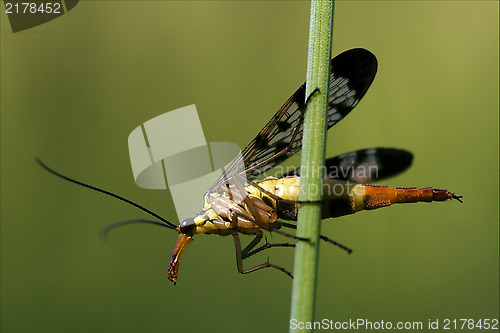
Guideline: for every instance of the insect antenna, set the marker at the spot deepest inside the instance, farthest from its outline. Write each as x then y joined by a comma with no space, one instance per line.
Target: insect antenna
112,226
111,194
326,239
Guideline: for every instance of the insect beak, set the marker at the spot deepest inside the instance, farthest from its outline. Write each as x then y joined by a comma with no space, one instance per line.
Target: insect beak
182,242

→ **What to produce**
Reproduce the lines above with "bug" substituted for each occurrence of "insect", leaving everything else unchanged. Omit the pictures from your version.

→ **Finished answer**
Guideline: for every instance of the bug antenna, set the marker at the spot deepest inside the instance, farthest from its outline. Write each as x then y joined by a comma with no space, one instance per line.
Target: bug antenna
112,226
111,194
326,239
Guideline: for every instance of the bug beak, set the marker at the spot deepest inside the instance, farthest from its outline. Write each as x then y joined by a comma with no space, one instance per line.
Target: bug beak
182,242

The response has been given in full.